* begin Dataset records *

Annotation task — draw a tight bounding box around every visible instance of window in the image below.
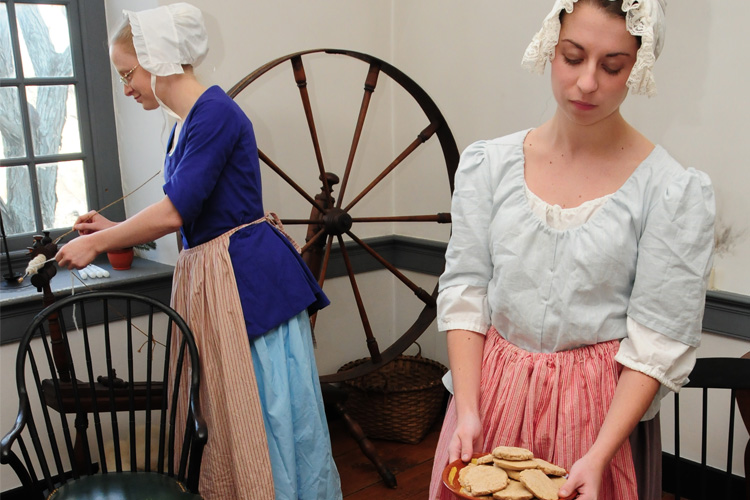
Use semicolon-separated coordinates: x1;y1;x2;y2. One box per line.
0;0;124;253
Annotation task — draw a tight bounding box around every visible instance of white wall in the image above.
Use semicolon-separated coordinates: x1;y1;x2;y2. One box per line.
0;0;750;489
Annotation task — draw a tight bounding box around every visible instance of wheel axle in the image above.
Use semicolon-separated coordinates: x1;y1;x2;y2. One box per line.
323;208;352;236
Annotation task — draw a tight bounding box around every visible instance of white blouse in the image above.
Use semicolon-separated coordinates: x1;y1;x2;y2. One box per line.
438;134;713;420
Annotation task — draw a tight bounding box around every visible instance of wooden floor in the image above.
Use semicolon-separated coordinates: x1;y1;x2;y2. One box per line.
329;420;440;500
329;420;673;500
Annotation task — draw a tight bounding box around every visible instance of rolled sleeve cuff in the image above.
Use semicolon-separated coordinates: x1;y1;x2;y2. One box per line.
437;285;491;335
615;318;696;420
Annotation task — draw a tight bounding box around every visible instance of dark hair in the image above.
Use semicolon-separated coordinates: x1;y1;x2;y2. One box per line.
560;0;641;47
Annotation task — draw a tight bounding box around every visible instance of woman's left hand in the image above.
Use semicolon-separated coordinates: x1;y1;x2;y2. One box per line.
558;455;604;500
55;236;99;269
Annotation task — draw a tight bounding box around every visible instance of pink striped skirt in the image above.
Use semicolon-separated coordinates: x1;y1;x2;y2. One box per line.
172;226;274;500
430;327;638;500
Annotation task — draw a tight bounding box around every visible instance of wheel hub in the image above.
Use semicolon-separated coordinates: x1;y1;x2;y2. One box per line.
323;208;352;236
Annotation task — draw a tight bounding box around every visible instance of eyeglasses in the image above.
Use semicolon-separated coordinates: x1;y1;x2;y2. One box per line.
120;64;140;85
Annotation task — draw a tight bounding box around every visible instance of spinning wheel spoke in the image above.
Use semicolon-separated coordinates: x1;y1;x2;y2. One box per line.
336;62;380;208
258;149;325;212
338;235;381;363
228;49;459;383
299;229;326;253
292;56;329;192
318;235;333;288
346;122;440;212
346;231;435;307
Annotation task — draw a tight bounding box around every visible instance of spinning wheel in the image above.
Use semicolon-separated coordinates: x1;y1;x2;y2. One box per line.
228;49;459;383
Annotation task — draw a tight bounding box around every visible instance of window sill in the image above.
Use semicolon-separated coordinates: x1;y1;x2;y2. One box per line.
0;257;174;345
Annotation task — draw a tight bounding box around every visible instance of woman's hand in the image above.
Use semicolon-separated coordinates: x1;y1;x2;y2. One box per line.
448;408;483;463
55;236;99;269
558;455;605;500
73;210;117;235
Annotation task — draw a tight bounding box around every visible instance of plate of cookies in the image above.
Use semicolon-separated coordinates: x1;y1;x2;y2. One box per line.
443;446;577;500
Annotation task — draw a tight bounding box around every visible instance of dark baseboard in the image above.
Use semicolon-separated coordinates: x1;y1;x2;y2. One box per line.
328;235;750;340
662;453;750;500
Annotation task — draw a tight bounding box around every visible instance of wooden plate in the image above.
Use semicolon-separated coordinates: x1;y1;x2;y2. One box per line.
443;453;578;500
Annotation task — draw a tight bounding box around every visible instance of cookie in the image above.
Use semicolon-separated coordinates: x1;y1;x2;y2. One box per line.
458;462;477;486
492;481;534;500
459;488;492;500
492;446;534;460
521;469;559;500
493;458;538;470
534;458;568;476
464;465;508;496
506;465;526;481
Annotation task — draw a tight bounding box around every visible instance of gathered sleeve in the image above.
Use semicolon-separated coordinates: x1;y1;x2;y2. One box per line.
628;168;716;347
164;96;241;225
437;141;492;334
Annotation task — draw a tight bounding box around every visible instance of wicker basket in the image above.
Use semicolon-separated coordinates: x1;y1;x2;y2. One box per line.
339;344;448;444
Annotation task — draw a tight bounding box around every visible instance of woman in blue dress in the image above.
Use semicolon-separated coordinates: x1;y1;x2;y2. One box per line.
57;3;342;500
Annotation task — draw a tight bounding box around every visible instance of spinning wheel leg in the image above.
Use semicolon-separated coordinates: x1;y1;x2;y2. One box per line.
321;384;397;488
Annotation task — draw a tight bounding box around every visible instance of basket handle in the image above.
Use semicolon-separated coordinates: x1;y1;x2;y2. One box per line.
404;341;422;359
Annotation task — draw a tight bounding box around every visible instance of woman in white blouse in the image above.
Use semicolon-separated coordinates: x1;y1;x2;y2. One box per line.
430;0;715;500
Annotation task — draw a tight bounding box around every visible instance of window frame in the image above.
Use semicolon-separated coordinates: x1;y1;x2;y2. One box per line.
0;0;125;258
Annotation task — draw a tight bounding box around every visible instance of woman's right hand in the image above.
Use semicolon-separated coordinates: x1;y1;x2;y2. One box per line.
73;210;117;235
448;415;482;463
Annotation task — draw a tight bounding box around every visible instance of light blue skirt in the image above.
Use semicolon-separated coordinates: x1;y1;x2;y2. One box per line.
250;311;342;500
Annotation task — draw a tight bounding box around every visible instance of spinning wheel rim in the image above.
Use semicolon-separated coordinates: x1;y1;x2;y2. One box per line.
227;48;459;383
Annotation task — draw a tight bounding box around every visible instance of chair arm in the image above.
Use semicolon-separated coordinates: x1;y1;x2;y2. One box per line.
186;404;208;493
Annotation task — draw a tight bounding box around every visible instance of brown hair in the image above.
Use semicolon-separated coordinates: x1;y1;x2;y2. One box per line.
560;0;641;47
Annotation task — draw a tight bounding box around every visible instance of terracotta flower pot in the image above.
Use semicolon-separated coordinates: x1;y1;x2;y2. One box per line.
107;248;133;271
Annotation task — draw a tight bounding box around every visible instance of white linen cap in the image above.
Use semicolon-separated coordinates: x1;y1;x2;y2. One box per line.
123;2;208;76
521;0;667;97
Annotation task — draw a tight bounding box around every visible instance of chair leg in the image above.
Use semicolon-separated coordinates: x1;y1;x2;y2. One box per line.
321;384;397;488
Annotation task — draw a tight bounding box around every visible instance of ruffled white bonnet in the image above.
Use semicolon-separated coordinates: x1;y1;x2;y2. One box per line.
521;0;667;97
123;3;208;76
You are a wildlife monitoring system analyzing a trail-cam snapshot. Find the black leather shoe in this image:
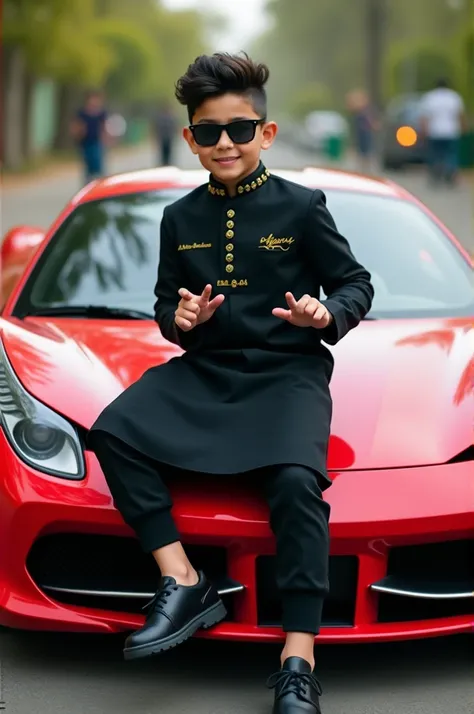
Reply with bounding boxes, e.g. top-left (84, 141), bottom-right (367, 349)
top-left (267, 657), bottom-right (323, 714)
top-left (123, 572), bottom-right (227, 659)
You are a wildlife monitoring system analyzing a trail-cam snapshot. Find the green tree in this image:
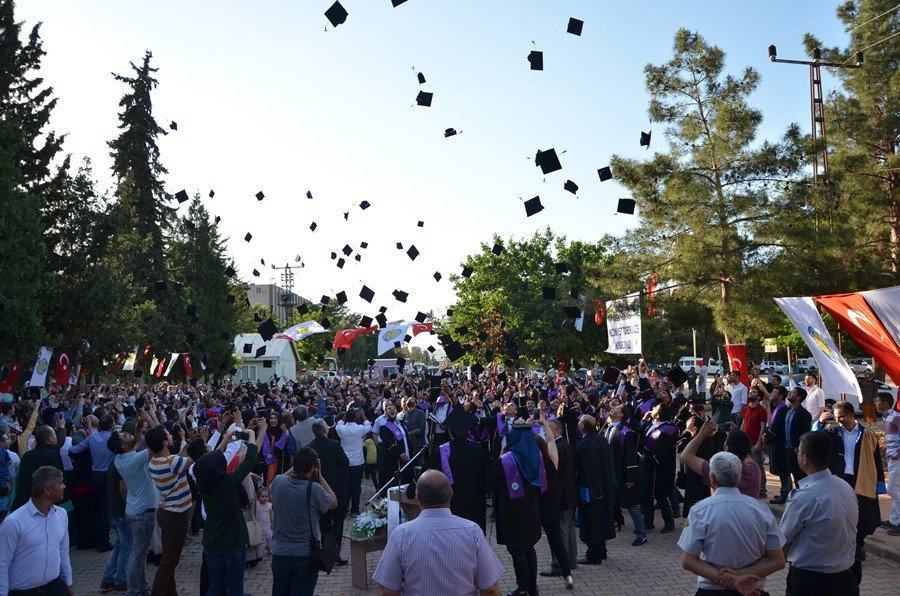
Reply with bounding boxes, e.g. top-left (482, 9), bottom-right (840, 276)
top-left (612, 29), bottom-right (802, 340)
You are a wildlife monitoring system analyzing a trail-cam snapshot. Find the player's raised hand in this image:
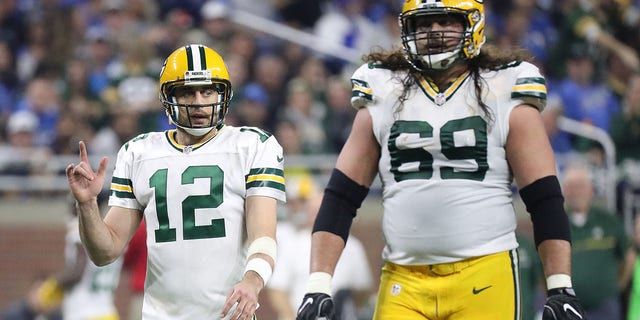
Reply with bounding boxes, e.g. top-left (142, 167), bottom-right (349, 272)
top-left (65, 141), bottom-right (109, 202)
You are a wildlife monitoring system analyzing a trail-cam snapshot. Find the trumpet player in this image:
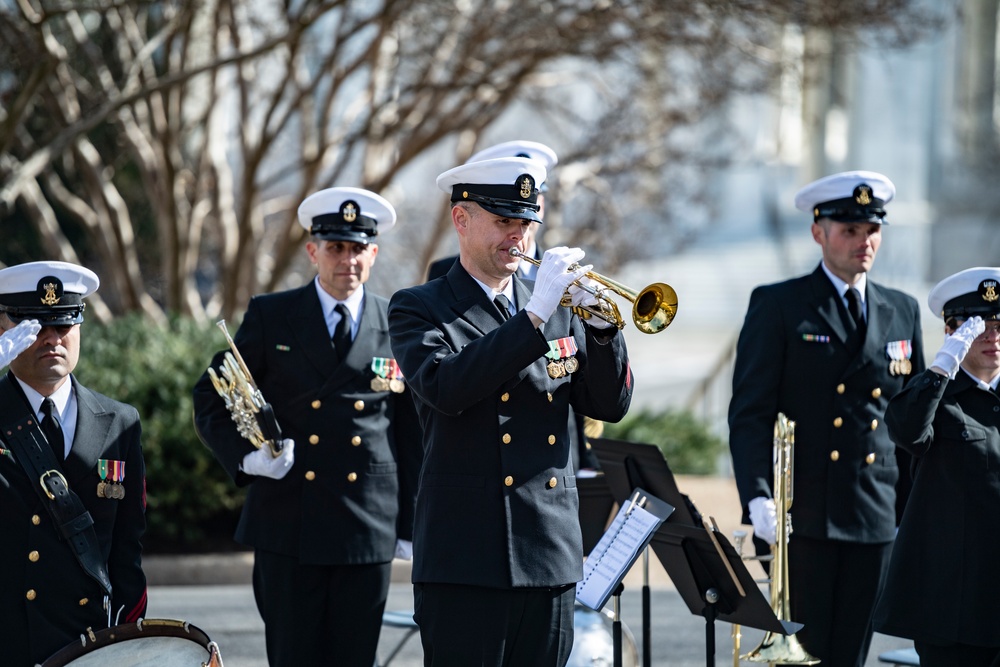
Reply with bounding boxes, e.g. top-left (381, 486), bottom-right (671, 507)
top-left (875, 266), bottom-right (1000, 667)
top-left (389, 157), bottom-right (632, 667)
top-left (729, 171), bottom-right (924, 667)
top-left (194, 187), bottom-right (421, 667)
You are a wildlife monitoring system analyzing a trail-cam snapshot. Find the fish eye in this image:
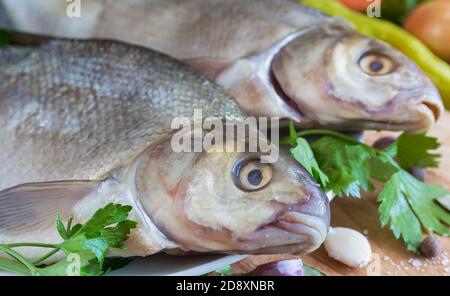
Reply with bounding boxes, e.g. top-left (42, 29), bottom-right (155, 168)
top-left (232, 158), bottom-right (272, 191)
top-left (359, 53), bottom-right (394, 76)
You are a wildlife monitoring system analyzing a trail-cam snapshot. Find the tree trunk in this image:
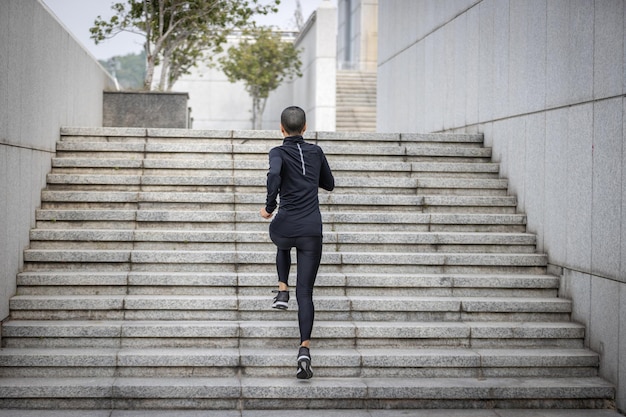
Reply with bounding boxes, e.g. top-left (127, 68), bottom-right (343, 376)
top-left (159, 52), bottom-right (170, 91)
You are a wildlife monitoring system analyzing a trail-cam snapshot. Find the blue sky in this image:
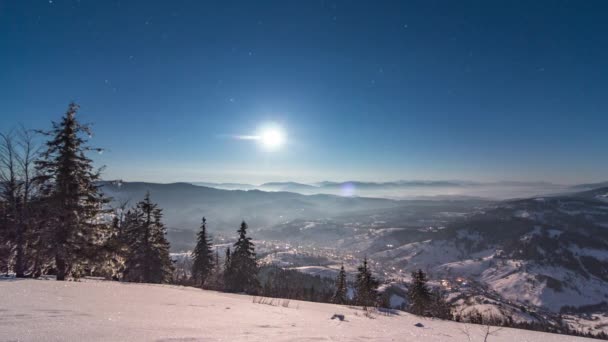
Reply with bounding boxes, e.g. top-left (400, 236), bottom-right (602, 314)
top-left (0, 0), bottom-right (608, 183)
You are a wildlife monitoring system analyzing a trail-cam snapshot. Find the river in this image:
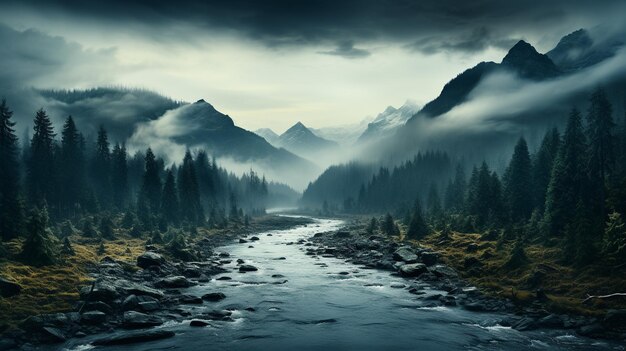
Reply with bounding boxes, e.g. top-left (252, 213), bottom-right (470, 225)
top-left (57, 219), bottom-right (624, 351)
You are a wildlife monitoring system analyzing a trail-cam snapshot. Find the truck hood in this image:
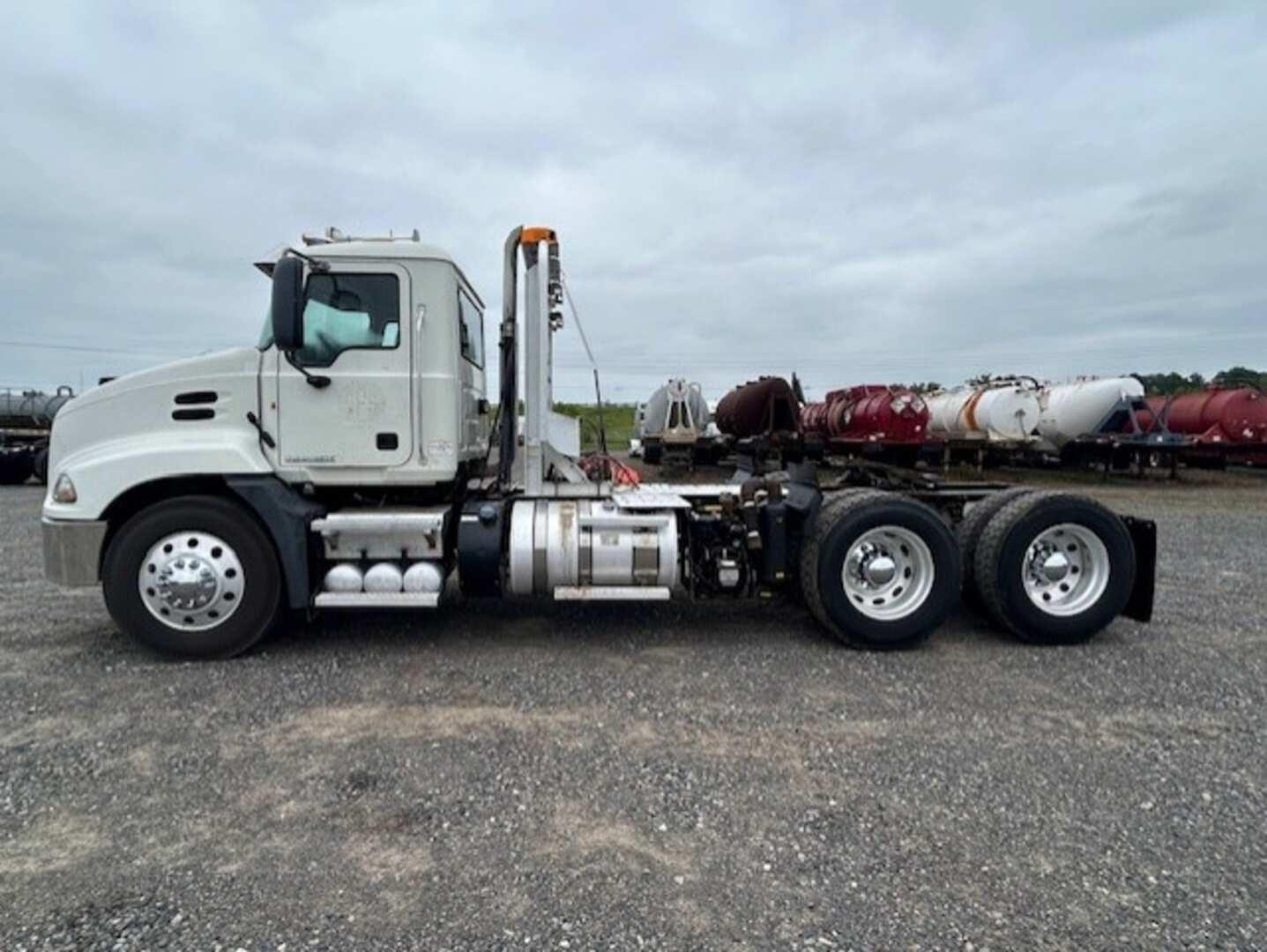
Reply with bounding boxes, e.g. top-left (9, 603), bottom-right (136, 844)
top-left (58, 347), bottom-right (260, 417)
top-left (44, 347), bottom-right (272, 519)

* end Dataset records *

__Stated goal__.
Update the data starting at the line that contains "left hand in the image above." and ending at the line that contains "662;453;750;500", replacing "woman's" with "person's" and keeping everything else the same. Return only those lines.

__Final answer__.
Annotation task — draw a tight bounding box around every visible instance of person's left hand in the image above.
Use semicolon-separated coordinates: x1;y1;x2;y2. One box per line.
558;455;604;500
55;236;99;269
Annotation task — draw a tight bounding box around every visible instance of pink striped skirt in the image above.
Use semicolon-separated coordinates: x1;y1;x2;y2. One box per line.
172;226;274;500
430;327;638;500
Annotation task — draw a tight bounding box around every visible instance of wheel hub in the image above.
Use semicolon-separated coordinates: x1;y1;x2;y2. One box per line.
323;208;352;236
Annotation task — draw a tight bounding box around every visible instance of eyeglasses in the image above.
Use semicolon-separated coordinates: x1;y1;x2;y2. One box per line.
120;64;140;85
Annotation task — draw a tight bounding box around every visible instance of spinning wheel spoke in the image above.
Use semicolon-separated coordinates: x1;y1;x2;y2. One box per line.
336;62;380;208
258;149;325;212
338;235;381;363
228;49;459;383
299;229;326;253
292;56;329;192
318;235;333;288
346;122;440;212
346;231;435;307
Annotation task — draw a tight bounding box around every visible instance of spinning wheel in the image above.
Use semicolon-separated coordinates: x1;y1;x2;y2. One box per line.
228;49;459;383
Annotation task — draw a tight bounding box around every visible instance of window sill in the image above.
Use semicolon-separated coordinates: x1;y1;x2;y2. One box per line.
0;257;174;345
Annotation task — draw a tight bounding box around every visible instance of person's hand in the image above.
Use semicolon-separated coordinates: x1;y1;x2;y2. One box per line.
448;408;483;463
55;236;99;269
558;455;605;500
73;210;117;235
Annotation task — draw a tight bounding box around every visible instance of plate of cookies in the image above.
Use semicolon-separated coordinates: x1;y1;x2;y2. One box per line.
443;446;577;500
Annotation task — draw a tight bounding box around every visible instance of dark baseboard in the image above.
Use semicolon-separated coordinates: x1;y1;x2;y2. One box per line.
328;235;750;340
662;453;750;500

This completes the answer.